■ PASSAGE SHOWN
>>

Here we define a class (pytorch Dataset) for accessing data. This allows us to perform transformations on the data (data augmentation) as we access it. Pytorch dataloaders take in a dataset and conventiently deal with the overhead of looping through it in batches. Creating such datasets/loaders significantly simplifies our training code later on.

**PDF: In your pdf visualize the same image (your choice which) a couple times to demonstrate your transformations**



In [None]:
class SegmentationDataset(data.Dataset):
    """
    Data loader for the Segmentation Dataset. If data loading is a bottleneck, 
    you may want to optimize this in for faster training. Possibilities include
    preloading all images and annotations into memory before training, to limit delays due to disk reads.
    """
    def __init__(self, split="train", preload=True, data_dir=DATASET_PATH, transform=False):
        assert(split in ["train", "val", "test"])
        self.img_dir = os.path.join(data_dir, split)

<<

■ SUPPLIED INFORMATION
>>

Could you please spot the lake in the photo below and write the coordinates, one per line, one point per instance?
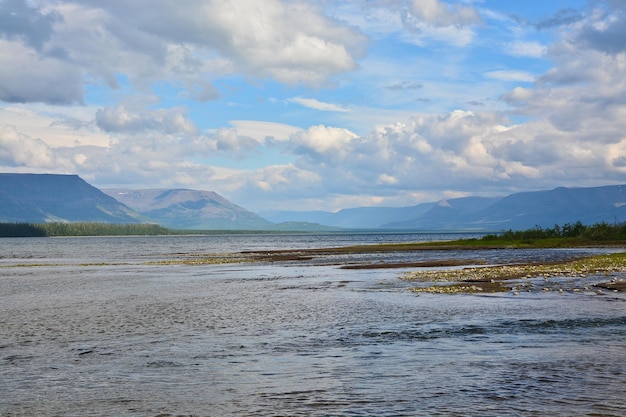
(96, 327)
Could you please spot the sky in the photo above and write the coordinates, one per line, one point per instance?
(316, 104)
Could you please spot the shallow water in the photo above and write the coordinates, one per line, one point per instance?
(78, 338)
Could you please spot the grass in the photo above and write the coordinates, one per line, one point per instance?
(501, 278)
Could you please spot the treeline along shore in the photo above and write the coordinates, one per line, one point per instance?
(79, 229)
(569, 234)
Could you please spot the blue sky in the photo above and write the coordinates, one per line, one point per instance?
(319, 104)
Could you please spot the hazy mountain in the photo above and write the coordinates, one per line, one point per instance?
(38, 198)
(189, 209)
(41, 198)
(355, 218)
(516, 211)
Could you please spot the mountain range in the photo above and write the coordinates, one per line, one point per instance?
(516, 211)
(43, 198)
(188, 209)
(37, 198)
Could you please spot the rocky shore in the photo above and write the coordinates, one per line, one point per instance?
(573, 276)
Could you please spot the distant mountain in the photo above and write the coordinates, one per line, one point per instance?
(352, 218)
(41, 198)
(516, 211)
(189, 209)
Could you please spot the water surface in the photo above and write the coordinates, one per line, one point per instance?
(90, 329)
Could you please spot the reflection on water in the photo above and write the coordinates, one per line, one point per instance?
(130, 339)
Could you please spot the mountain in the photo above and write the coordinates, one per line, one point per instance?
(41, 198)
(516, 211)
(354, 218)
(189, 209)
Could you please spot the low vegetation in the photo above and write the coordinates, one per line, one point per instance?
(78, 229)
(516, 278)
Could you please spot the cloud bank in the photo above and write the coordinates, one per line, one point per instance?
(160, 65)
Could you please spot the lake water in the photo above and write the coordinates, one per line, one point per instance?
(88, 327)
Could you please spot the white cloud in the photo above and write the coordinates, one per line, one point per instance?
(19, 150)
(147, 41)
(262, 130)
(437, 13)
(317, 105)
(526, 49)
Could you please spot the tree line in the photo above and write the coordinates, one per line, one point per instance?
(79, 229)
(599, 232)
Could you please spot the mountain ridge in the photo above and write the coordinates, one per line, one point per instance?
(41, 198)
(183, 208)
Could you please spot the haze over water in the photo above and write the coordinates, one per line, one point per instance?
(89, 328)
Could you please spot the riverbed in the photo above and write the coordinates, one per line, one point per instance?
(96, 327)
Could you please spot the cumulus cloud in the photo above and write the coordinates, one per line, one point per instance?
(526, 49)
(122, 119)
(607, 31)
(317, 105)
(437, 13)
(26, 76)
(18, 20)
(19, 150)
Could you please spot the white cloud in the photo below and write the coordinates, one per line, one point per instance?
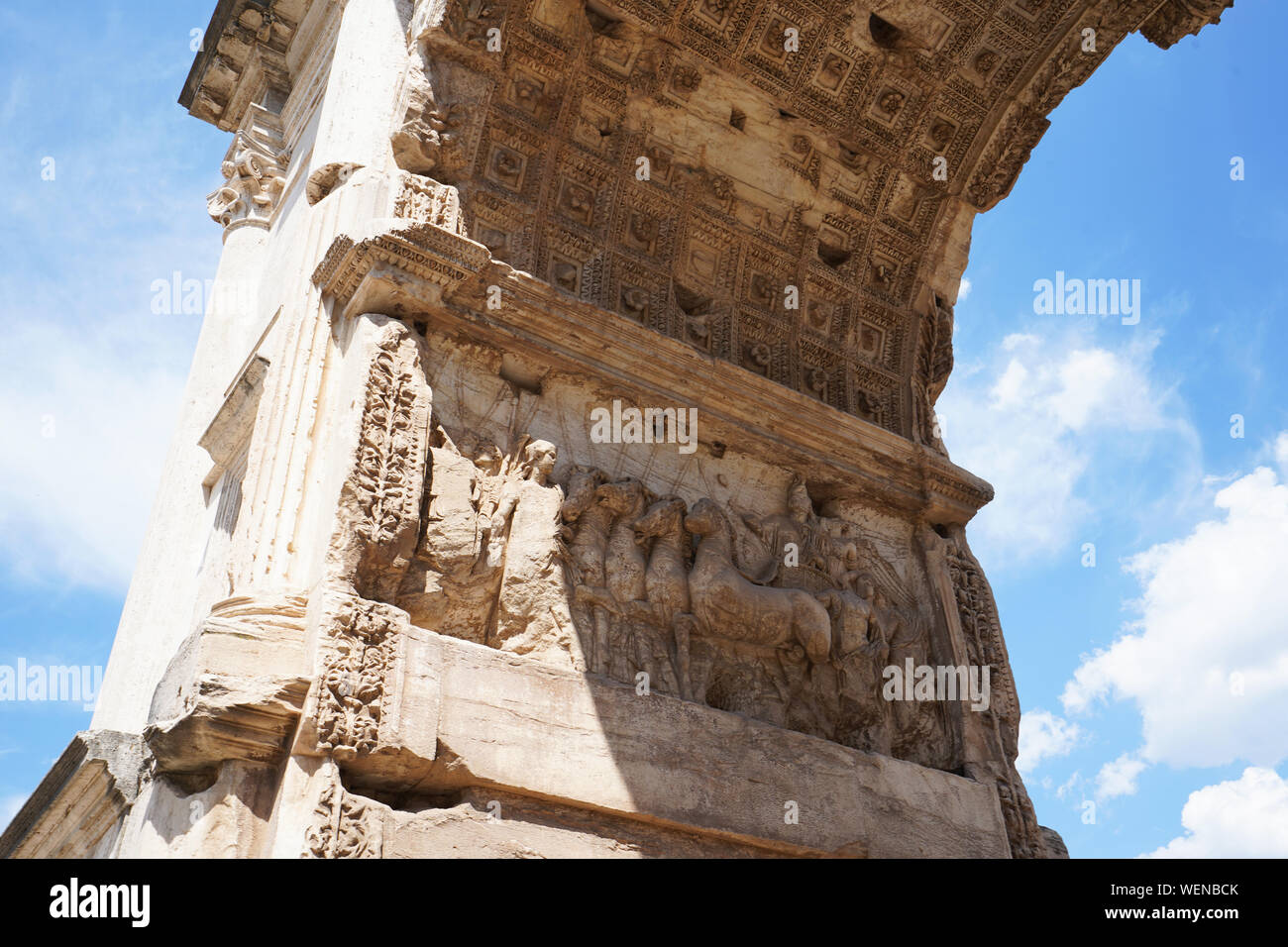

<<

■ TO-DO LIST
**1.** In the segmentation dataset excerpt, why might preloading all images and annotations into memory before training be useful? Answer in one to three sentences.
**2.** Repeat the segmentation dataset excerpt word for word from "Here we define" to "code later on.".
The records are not needed for any of this.

■ THE RESPONSES
**1.** Preloading limits delays caused by disk reads. That helps when data loading is a bottleneck, and it can make training faster.

**2.**
Here we define a class (pytorch Dataset) for accessing data. This allows us to perform transformations on the data (data augmentation) as we access it. Pytorch dataloaders take in a dataset and conventiently deal with the overhead of looping through it in batches. Creating such datasets/loaders significantly simplifies our training code later on.